### Texte extrait
■ ■ ■ ■ ■ ■ ■

La dette wallonne, parlons-en.

Dans ses commentaires de l’ajustement 2021, la Cour des comptes fixe les choses : « La dette directe de la Région wallonne (hors UAP) est passée de 7,9 milliards au 31 décembre 2015 à 17,4 milliards au 31 décembre 2020, soit une augmentation de 120 % au cours de cette période. Elle résulte principalement des déficits budgétaires récurrents de ces dernières années. »

Le tableau présenté ci-contre au parlement par Jean-Luc Crucke montre que cette dette directe continuera d’augmenter cette année pour atteindre pratiquement le montant record de 22,5 milliards à la fin de 2021, soit le double de ce qu’elle était encore en 2018. L’impact de la crise du covid et de la relance joue à plein sur cet endettement.

■ ■ ■ ■ ■ ■ ■

### Données extraites

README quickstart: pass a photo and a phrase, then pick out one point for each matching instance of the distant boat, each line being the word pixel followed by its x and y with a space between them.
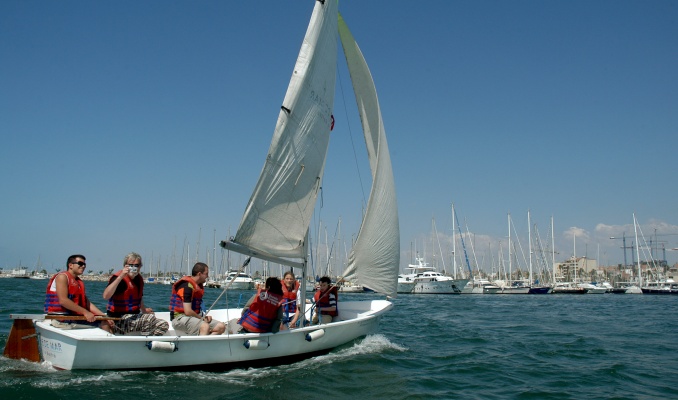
pixel 213 284
pixel 405 283
pixel 20 273
pixel 664 286
pixel 568 288
pixel 428 281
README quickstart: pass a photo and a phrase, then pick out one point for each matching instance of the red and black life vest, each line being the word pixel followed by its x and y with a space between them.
pixel 76 292
pixel 290 299
pixel 129 301
pixel 262 312
pixel 323 300
pixel 177 299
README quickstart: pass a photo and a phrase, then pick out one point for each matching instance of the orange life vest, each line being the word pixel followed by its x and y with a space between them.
pixel 76 292
pixel 129 301
pixel 262 312
pixel 177 299
pixel 323 300
pixel 290 297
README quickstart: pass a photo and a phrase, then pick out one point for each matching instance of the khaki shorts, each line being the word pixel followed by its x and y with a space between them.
pixel 191 325
pixel 75 325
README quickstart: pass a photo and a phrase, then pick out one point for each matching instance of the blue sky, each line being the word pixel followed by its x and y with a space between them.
pixel 132 126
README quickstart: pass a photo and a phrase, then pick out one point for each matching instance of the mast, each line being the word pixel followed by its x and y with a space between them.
pixel 553 252
pixel 529 244
pixel 454 246
pixel 635 229
pixel 510 257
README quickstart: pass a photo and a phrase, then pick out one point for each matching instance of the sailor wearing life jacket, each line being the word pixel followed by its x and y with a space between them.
pixel 263 312
pixel 290 297
pixel 65 295
pixel 125 293
pixel 186 305
pixel 325 301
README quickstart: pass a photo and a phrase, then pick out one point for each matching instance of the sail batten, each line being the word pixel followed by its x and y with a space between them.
pixel 375 257
pixel 279 212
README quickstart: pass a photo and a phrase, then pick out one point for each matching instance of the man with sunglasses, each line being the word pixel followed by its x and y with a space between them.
pixel 66 296
pixel 125 292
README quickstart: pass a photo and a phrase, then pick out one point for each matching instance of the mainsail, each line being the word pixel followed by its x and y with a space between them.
pixel 375 256
pixel 279 212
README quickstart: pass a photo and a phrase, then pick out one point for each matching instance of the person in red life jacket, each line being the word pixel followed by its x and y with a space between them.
pixel 291 296
pixel 125 292
pixel 325 299
pixel 263 312
pixel 186 305
pixel 65 295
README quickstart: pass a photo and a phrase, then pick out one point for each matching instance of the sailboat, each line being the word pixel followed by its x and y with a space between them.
pixel 274 228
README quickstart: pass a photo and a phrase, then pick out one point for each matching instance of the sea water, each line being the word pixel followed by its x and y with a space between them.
pixel 443 346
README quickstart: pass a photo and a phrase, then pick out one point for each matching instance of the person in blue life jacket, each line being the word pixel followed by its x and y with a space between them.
pixel 125 293
pixel 263 311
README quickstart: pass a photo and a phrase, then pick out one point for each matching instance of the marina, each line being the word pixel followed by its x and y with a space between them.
pixel 466 347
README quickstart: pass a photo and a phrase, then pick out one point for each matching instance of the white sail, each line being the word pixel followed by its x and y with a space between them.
pixel 274 226
pixel 375 257
pixel 278 214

■ ■ ■ ■ ■ ■ ■

### À faire
a. Pouvez-vous recopier, dans le texte sur la dette wallonne, le passage allant de « Le tableau présenté » jusqu'à « sur cet endettement. » ?
b. D'après le texte sur la dette wallonne :
(i) Selon la Cour des comptes, à combien s'élevait la dette directe de la Région wallonne (hors UAP) au 31 décembre 2015 ?
(ii) Qui a présenté le tableau au parlement ?
(iii) Quel montant cette dette directe devait-elle pratiquement atteindre à la fin de 2021 ?

### Corrigé
a.
Le tableau présenté ci-contre au parlement par Jean-Luc Crucke montre que cette dette directe continuera d’augmenter cette année pour atteindre pratiquement le montant record de 22,5 milliards à la fin de 2021, soit le double de ce qu’elle était encore en 2018. L’impact de la crise du covid et de la relance joue à plein sur cet endettement.

b.
(i) 7,9 milliards.
(ii) Jean-Luc Crucke.
(iii) 22,5 milliards.